- WRITTEN EXERCISE A: Render this sentence from the political conversation transcript in Spanish: "They do not believe in the idea that we all come to the table of democracy as equals."
- WRITTEN EXERCISE B: Extend the political conversation transcript beyond its last line, keeping its timestamp and speaker format.

00:37:51:05 - 00:37:55:21
Speaker 1
They're like, I don't, I can't, I can't, I can't vote for the old guard anymore.

00:37:55:21 - 00:38:04:12
Speaker 2
Correct. I don't think, I don't know when Trump's going to leave us. He's going to leave us politically in 2028 no matter what he says.

00:38:04:14 - 00:38:06:04
Speaker 1
But I didn't see.

00:38:06:06 - 00:38:19:16
Speaker 2
Because he's just messing with people he knows better. But by the way, if he's going to do it, I actually have a dream. It's like the sharks versus the Jets. Best against his best. If we're going to have three terms for presidents, Barack Obama needs to hook it up and run against Trump. And let's just have it.

00:38:19:21 - 00:38:20:15
Speaker 2
That's just the way.

00:38:20:15 - 00:38:21:14
Speaker 1
That's right.

00:38:21:16 - 00:38:36:13
Speaker 2
Because you can't he can't run for a third term and Obama not run for a third time. And a Barack then shot Michelle well and will be there. So I'm not really worried about that. But I think he's messing with people okay. Yeah. But but his idea of the world it it's his idea of the world that's bad.

00:38:36:13 - 00:39:08:28
Speaker 2
Not just his execution of it. The Stephen Miller's of the world and they literally think that some of us are better than others. They don't. They do not believe in the idea that we all come to the table of democracy as equals. And they don't believe in the things that I think make America the great country that we in fact are, which is the rule of law, the separation of of, you know, independent branches of government, the respect for, the way things are supposed to ebb and flow and how we're supposed to resolve our differences with each other.

- Source records:
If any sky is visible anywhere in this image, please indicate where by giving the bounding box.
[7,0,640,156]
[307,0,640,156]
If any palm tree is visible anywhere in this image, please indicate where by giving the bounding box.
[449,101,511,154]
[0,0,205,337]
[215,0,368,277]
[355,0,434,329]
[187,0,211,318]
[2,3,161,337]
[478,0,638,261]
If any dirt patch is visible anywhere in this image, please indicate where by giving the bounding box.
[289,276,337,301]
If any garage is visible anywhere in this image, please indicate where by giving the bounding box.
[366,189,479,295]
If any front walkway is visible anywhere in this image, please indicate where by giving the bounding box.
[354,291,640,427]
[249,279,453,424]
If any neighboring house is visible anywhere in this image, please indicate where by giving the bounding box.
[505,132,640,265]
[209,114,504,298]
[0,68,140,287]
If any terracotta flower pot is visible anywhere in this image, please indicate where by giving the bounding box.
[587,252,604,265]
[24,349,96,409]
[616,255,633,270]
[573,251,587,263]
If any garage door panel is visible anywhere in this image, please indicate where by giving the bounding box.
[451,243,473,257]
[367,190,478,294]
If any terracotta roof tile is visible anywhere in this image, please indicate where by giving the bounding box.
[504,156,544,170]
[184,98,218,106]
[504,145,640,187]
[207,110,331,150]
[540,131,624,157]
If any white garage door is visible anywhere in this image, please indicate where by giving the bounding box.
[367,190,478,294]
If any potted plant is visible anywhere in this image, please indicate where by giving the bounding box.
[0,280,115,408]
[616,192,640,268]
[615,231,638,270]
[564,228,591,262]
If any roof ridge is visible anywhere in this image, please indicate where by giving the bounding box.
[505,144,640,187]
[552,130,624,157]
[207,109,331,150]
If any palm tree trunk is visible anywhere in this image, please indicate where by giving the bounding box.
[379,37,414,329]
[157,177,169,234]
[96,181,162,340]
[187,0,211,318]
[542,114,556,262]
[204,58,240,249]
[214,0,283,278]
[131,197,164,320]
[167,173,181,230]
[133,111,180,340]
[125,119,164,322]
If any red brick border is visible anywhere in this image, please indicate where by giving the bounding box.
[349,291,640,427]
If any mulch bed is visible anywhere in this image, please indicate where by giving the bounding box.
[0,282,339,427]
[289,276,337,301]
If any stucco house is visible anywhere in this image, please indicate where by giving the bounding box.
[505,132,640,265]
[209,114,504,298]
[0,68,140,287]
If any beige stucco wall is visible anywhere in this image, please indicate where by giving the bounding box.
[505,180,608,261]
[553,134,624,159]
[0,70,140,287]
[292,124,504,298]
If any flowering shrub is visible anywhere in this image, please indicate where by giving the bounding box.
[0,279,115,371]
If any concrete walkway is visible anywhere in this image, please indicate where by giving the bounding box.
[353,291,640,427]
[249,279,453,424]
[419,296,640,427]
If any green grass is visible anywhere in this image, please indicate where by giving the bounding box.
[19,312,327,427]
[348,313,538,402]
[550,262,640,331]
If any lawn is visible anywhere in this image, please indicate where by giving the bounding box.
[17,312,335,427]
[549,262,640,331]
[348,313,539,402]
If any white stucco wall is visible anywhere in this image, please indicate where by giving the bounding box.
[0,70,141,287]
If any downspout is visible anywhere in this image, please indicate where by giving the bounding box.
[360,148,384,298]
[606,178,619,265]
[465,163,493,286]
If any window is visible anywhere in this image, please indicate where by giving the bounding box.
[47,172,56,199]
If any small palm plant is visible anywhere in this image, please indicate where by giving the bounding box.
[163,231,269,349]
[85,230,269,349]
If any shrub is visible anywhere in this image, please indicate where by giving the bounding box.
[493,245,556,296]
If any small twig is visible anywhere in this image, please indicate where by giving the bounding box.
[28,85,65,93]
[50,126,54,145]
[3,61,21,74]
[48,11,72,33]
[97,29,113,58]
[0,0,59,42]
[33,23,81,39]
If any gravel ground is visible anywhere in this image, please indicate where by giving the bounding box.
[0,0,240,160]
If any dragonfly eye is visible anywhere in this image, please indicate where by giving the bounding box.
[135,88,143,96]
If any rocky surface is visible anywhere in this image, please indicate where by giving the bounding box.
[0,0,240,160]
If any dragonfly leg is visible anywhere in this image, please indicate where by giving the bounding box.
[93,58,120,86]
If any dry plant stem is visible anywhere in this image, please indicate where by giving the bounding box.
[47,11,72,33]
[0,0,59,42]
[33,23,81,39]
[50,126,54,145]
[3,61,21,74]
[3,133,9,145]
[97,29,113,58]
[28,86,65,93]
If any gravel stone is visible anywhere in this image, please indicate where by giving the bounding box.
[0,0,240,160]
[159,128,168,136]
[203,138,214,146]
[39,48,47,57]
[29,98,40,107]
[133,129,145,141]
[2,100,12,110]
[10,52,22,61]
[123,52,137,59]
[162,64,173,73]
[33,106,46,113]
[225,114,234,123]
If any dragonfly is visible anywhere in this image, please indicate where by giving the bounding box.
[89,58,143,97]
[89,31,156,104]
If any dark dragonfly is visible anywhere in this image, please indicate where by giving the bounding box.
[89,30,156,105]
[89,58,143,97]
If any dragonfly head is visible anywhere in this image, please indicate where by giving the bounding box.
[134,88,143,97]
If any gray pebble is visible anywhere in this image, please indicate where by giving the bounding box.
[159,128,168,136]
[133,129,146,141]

- TASK RESULT A: No creen en la idea de que todos llegamos a la mesa de la democracia como iguales.

- TASK RESULT B:
00:39:08:28 - 00:39:29:27
Speaker 2
And I don't think that idea can hold for a long period of time. I've never in in my life, both in the political sphere, in the personal sphere, tried to dominate. Other people will only work for a while. Even if you're the stronger of the two, it will eventually evaporate because people don't like being oppressed. And freedom is America's calling card.

00:39:29:27 - 00:39:44:12
Speaker 2
At the end of the day, now we may get their crooked. We may get that backwards. We may get their upside down. But at some point in time, the power of the idea of freedom and how we find it and how we give each other space, which of course, in my opinion, was a real genius of the Founding Fathers.

00:39:44:14 - 00:40:11:17
Speaker 2
I don't think this is why originalism doesn't make any sense to me. I think the Founding Fathers knew because they looked at all different societies, that the way people can peacefully coexist is by being thoughtful of each other and giving each other room to be as much, and freedom, right, to not necessarily be Christian or Muslim or Jew or not necessarily be on the left economically or the right that was supposed to have an accordion that protects people's basic rights.

00:40:11:17 - 00:40:28:01
Speaker 2
It allows us to peacefully coexist in our differences. The whole point of it was to live with people who were different, and to do it in a way that allowed for the peaceful transition of power, and not to have to do it by the rule of kings so that people were assassinated, or we had to have wars and that we had to have coups.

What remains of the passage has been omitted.